Sunday, March 11, 2007

Chinese New Year goodies

It's been a while, I know. This year started off so busy. Chinese New Year came and went and all I have left are these fond memories of making a dozen pies of Lor Bot Go, (or LBG as I like to call it). Lor Bot Go is a savory steamed turnip cake with Chinese sausage, mushrooms, dried shrimp, and topped with chopped cilantro or scallions. You can eat it steamed or pan fried, hot or room temperature. It's one of those things you can find at dim sum, a delicious brunch item that goes great with tea.

The ingredients: Fresh white turnips (or daikon radishes), Chinese sausage, dried mushrooms, and dried shrimps

A food processor is extremely useful for shredding the turnip. Otherwise a cheese grater works. Boil shredded turnip in salted water.

Dried mushrooms are great. Just soak em overnight and save the water for cooking.

Dried shrimps are salty and pungent, and adds a nice dimension to the turnips.

Dice up the mushrooms, shrimps, sausages and stir-fry with some garlic.

Rice flour for the "cake" part.

Mix all ingredients into a sloppy slurry.

Divide and steam until solid. The best thing about steamed cakes is that there's no such thing as over baking.

Same thing for steamed cakes, (but that's a different post!)

A little Happy New Year card, a nice ribbon, and there you have it! A nice traditional little food gift for friends and family!

Mask labeling examples
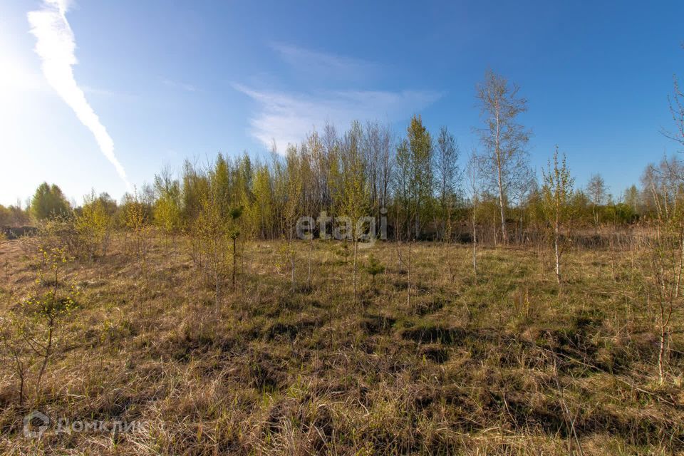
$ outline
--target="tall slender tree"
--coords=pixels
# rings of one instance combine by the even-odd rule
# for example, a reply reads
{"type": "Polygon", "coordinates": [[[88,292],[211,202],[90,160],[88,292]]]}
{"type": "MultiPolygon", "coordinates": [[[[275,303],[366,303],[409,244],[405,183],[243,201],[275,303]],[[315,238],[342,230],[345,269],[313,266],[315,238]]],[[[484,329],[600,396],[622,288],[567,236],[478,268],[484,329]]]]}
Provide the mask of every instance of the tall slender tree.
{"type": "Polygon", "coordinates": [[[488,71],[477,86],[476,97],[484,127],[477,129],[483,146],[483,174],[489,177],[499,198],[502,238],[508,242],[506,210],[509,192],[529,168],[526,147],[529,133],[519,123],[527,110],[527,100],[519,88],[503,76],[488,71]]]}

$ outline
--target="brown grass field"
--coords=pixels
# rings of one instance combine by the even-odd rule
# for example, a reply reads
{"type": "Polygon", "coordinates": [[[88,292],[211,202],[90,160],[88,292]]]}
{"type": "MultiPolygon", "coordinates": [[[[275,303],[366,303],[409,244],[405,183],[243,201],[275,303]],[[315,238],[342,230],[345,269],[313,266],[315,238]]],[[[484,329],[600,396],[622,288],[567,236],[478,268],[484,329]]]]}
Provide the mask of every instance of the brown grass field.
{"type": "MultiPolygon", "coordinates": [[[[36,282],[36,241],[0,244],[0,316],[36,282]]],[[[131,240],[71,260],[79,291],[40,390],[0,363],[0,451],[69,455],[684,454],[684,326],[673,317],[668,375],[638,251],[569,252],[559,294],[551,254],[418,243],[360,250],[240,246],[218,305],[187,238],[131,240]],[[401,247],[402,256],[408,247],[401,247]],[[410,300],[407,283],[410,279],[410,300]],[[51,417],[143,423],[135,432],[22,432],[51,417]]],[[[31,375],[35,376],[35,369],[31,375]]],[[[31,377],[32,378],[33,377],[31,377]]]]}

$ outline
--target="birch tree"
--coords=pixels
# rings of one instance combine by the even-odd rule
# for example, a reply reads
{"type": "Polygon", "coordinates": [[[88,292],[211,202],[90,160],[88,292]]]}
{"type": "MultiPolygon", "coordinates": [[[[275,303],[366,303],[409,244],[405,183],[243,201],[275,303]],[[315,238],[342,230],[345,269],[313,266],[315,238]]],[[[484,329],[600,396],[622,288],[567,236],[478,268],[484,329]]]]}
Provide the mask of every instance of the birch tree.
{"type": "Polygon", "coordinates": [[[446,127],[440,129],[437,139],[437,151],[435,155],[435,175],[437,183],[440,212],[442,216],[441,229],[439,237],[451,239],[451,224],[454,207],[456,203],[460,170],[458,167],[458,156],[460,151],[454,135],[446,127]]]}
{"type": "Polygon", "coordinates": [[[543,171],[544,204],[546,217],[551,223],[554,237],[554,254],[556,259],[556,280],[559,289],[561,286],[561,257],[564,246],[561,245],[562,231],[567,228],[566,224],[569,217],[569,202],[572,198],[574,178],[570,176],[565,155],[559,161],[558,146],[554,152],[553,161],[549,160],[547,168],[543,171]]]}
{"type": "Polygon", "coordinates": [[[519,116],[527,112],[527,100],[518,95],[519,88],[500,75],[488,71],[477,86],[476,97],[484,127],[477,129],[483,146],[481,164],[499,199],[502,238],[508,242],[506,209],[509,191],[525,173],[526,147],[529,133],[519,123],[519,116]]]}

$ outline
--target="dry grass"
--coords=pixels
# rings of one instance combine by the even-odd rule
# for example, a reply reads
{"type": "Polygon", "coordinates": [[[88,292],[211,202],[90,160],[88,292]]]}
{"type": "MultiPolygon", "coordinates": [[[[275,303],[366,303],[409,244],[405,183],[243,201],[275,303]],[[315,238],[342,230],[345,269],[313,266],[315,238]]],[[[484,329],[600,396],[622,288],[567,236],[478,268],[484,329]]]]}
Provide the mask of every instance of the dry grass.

...

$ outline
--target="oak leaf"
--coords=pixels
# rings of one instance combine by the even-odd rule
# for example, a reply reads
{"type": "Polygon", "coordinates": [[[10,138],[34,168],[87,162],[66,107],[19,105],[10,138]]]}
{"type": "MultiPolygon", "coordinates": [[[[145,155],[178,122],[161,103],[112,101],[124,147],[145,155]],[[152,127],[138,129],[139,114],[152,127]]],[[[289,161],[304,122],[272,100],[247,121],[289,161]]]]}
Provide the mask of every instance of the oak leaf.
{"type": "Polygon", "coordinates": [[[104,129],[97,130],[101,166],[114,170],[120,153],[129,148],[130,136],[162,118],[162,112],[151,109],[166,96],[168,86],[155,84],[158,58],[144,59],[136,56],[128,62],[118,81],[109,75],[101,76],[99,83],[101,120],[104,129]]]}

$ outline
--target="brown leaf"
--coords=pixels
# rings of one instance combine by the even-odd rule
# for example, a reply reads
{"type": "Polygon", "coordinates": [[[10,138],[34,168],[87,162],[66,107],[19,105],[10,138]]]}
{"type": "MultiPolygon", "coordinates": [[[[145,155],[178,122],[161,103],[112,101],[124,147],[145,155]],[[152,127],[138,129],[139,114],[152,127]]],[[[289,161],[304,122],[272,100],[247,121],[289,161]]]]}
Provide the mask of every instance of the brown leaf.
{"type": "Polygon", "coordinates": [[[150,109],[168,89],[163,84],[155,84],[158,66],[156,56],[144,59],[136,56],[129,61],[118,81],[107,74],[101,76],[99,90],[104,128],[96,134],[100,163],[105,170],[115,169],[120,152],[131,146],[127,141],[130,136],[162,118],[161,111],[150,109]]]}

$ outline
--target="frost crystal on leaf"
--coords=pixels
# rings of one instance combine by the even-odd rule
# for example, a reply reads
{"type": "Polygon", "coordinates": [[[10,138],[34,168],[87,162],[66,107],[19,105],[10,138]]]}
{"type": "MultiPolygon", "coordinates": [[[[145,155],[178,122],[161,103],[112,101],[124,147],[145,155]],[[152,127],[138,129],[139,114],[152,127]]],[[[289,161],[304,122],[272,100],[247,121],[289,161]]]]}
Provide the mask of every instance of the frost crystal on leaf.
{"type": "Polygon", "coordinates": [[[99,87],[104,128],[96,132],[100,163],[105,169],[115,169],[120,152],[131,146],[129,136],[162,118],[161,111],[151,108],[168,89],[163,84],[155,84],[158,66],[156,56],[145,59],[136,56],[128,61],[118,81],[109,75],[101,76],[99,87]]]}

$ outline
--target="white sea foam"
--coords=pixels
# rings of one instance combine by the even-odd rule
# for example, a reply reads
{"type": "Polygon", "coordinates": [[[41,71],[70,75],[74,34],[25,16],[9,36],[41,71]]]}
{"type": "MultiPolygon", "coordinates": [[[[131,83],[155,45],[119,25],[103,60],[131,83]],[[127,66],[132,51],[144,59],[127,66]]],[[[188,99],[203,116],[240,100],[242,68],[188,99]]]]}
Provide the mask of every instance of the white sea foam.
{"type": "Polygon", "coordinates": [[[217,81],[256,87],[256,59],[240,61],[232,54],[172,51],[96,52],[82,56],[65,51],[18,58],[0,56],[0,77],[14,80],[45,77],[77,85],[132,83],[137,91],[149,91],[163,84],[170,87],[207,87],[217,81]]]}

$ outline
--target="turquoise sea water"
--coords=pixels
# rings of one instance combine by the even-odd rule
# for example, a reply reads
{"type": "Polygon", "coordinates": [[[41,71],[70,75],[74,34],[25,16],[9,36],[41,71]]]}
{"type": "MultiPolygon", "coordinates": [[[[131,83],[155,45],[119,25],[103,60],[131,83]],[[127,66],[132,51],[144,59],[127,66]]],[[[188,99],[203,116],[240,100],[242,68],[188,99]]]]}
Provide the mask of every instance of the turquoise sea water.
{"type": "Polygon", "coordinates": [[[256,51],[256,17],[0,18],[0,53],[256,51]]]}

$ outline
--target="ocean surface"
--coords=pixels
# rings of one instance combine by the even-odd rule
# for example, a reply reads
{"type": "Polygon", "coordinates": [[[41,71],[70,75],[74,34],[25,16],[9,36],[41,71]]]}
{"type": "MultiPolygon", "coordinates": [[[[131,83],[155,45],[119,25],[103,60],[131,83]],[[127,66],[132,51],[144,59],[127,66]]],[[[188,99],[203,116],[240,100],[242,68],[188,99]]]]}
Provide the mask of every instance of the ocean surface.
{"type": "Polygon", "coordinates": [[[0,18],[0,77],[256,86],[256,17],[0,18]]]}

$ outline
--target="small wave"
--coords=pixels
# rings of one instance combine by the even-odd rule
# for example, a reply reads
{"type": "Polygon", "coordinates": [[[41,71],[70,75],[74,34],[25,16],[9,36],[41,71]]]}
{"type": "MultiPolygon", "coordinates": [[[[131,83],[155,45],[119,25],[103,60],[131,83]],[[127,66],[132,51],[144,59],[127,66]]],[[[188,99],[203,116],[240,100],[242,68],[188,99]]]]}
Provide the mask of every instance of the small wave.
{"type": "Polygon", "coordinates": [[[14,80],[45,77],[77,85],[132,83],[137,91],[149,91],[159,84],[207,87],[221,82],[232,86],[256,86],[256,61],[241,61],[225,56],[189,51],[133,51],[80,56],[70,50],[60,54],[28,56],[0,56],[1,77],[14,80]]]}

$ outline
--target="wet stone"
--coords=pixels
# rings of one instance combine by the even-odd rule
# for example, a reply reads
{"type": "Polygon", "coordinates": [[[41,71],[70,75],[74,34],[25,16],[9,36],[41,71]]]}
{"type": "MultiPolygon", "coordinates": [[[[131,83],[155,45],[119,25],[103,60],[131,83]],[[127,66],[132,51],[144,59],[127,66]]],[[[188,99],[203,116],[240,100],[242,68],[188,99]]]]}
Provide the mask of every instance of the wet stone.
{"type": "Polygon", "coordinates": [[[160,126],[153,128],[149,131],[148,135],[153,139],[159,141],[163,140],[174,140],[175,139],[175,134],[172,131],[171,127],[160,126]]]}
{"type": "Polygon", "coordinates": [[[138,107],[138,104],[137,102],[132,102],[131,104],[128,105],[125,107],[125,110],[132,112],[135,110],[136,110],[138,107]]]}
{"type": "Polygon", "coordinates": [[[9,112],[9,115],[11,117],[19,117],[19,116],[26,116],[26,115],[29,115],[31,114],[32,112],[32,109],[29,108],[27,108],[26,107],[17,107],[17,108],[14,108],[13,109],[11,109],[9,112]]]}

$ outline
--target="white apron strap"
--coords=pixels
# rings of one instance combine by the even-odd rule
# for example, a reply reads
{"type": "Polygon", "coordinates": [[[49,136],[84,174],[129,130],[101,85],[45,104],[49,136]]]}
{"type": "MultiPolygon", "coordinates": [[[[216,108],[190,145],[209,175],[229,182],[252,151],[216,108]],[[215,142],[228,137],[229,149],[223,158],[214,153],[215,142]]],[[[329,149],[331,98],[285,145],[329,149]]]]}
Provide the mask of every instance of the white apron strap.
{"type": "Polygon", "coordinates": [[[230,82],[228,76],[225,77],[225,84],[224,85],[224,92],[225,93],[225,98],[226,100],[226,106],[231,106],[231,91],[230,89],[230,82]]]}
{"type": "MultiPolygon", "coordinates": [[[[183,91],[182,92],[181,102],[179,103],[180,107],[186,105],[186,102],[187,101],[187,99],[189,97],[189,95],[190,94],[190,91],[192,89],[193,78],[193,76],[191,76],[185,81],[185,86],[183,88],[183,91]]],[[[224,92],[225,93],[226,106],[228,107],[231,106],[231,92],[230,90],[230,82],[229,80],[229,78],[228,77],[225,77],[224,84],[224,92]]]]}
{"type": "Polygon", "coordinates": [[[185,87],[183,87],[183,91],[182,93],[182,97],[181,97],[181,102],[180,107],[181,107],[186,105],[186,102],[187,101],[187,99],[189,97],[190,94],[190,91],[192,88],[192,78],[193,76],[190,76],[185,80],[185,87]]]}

# [The problem]
Reproduce the passage of the turnip cake post that opens with the words containing "Sunday, March 11, 2007" and closes with "water for cooking.".

# [Answer to the exercise]
Sunday, March 11, 2007

Chinese New Year goodies

It's been a while, I know. This year started off so busy. Chinese New Year came and went and all I have left are these fond memories of making a dozen pies of Lor Bot Go, (or LBG as I like to call it). Lor Bot Go is a savory steamed turnip cake with Chinese sausage, mushrooms, dried shrimp, and topped with chopped cilantro or scallions. You can eat it steamed or pan fried, hot or room temperature. It's one of those things you can find at dim sum, a delicious brunch item that goes great with tea.

The ingredients: Fresh white turnips (or daikon radishes), Chinese sausage, dried mushrooms, and dried shrimps

A food processor is extremely useful for shredding the turnip. Otherwise a cheese grater works. Boil shredded turnip in salted water.

Dried mushrooms are great. Just soak em overnight and save the water for cooking.